* _WHAT THE EXERCISE ASKS_: Nothing may be left out or changed. Print every entry.

-- Opening Marker --

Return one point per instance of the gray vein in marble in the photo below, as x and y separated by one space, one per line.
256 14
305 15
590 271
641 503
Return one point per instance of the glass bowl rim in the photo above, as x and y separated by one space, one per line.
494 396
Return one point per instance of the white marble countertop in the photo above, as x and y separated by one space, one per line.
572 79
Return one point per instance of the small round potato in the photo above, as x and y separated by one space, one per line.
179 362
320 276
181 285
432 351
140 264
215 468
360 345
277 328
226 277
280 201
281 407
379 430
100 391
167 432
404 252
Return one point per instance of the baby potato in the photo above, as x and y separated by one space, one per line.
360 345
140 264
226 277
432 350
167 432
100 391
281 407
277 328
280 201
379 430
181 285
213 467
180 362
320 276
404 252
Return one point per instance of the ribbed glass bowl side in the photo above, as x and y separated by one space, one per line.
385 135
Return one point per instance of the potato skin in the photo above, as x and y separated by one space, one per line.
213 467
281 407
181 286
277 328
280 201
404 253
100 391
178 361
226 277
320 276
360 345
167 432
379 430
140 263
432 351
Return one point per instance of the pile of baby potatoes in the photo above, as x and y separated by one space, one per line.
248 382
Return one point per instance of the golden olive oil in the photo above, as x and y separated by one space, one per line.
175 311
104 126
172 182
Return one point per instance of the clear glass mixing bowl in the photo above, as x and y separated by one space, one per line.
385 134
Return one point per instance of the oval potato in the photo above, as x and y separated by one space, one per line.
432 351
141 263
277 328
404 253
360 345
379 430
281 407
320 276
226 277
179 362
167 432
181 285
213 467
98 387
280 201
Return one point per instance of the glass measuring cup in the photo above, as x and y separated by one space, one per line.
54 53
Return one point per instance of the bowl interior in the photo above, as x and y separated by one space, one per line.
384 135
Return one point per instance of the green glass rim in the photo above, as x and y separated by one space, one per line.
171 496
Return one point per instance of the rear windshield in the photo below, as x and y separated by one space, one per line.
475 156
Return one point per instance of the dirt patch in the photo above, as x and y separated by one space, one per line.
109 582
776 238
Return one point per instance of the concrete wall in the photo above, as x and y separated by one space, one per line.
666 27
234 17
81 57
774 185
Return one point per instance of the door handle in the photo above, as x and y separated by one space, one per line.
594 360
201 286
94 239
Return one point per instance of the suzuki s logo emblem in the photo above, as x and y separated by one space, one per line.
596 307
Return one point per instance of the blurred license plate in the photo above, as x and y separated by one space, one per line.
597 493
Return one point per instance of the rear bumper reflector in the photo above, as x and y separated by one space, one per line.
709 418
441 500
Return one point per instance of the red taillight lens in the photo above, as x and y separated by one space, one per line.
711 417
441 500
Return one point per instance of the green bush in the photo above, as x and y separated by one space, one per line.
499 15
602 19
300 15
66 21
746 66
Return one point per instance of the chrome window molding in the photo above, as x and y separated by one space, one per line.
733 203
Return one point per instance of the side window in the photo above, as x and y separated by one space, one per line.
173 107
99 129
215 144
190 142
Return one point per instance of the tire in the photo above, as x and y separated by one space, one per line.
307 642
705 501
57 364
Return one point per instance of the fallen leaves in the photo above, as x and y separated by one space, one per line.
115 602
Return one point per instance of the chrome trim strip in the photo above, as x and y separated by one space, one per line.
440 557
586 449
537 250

-- Closing Marker --

* _RESPONSE TO THE TASK_:
Return one point per instance of the gray vein in marble in the photo below, as x and y separated by one space, one per line.
256 14
305 15
590 271
641 503
Return one point per instance of the glass bowl rim in the photo above, as x and y separated by one space, one per line.
494 396
Return one point per instance of the white marble countertop in the photo above, as x and y separated by one space, one per line.
572 79
Return one point per instance of the small round potato in the photo above, as x and y separated by one space, one per line.
179 362
320 276
181 285
432 351
140 264
215 468
360 345
277 328
226 277
280 201
281 407
379 430
100 391
167 432
404 252
Return one point per instance of the baby potato in the photo above, as x and y separated by one space, one per line.
360 345
140 264
226 277
432 350
167 432
100 391
281 407
277 328
280 201
379 430
181 285
213 467
180 362
320 276
404 252
Return one point per instance of the ribbed glass bowl side in the photo above, as x and y separated by one space, one per line.
385 135
Return one point per instance of the potato skin in the photo above, as x and y separated by one space, one per line.
213 467
281 407
181 286
277 328
280 201
404 253
100 391
178 361
226 277
320 276
360 345
167 432
379 430
140 263
432 351
Return one point per instance of the pile of baby potatoes in the photo above, as x and y separated by one space, one per line.
248 382
Return one point per instance of the golden olive oil in the photo above, as x and y separated by one space, one per line.
175 311
104 126
172 182
Return one point per instance of the clear glass mixing bowl in the photo above, as x and y separated by one space, one per line.
385 134
Return one point per instance of the oval potato in the photo above, as x and y separated by one space, one per line.
432 351
141 263
277 328
404 253
360 345
379 430
281 407
320 276
226 277
179 362
167 432
181 285
213 467
98 387
280 201
Return one point per instance of the glass measuring cup in the photo above, as x and y separated by one space, one per line.
54 53
Return one point per instance of the bowl interior in the photo above, as x and y separated by one space, one per line.
384 135
Return one point per instance of the green glass rim in the photo above, as x and y separated by one space, one per line.
171 496
Return one point per instance of the rear windshield in the photo below, as x and y separated by one space, one per line.
475 156
Return one point per instance of the dirt patch in the photo above, as x and y separated by one space, one per line.
109 582
776 238
Return one point per instance of the concrete wall in the photo above, as x and y separated by one space, one per line.
666 27
234 17
81 57
774 185
Return one point per instance of the door handle in the photo above, as x and y separated by one space, one per line.
594 360
201 286
94 239
Return one point per instance of the suzuki s logo emblem in the photo above, as x and y separated by one space, one per line.
596 307
Return one point per instance of the blurred license plate in the photo above, as x and y separated by one space, one per line.
597 493
Return one point per instance of the rear bumper reflector in the photo above, as x and y separated by one space, one per line.
709 418
441 500
Return one point per instance of the red taillight lens in the photo above, as x and y separated by one space, one per line.
711 417
441 500
Return one point per instance of the green bush in the photo above, as x and y separated by one space, one per line.
499 15
602 19
300 15
66 21
746 66
Return one point per instance of the chrome window molding in the photo above, as x and y separated by one space, one per line.
733 203
Return one point per instance of the side window in the photo above, as x and y separated by one space, one per line.
173 107
99 129
215 144
190 142
Return one point per instance of the tire in the photo above, as x and y separated by one space, one per line.
307 642
705 501
57 364
Return one point per instance of the fallen leaves in the photo above, as x and y separated by one space, one per line.
115 602
Return one point per instance of the chrome trim strip in the photo above, as x and y separated by one space, one per line.
440 557
586 449
537 250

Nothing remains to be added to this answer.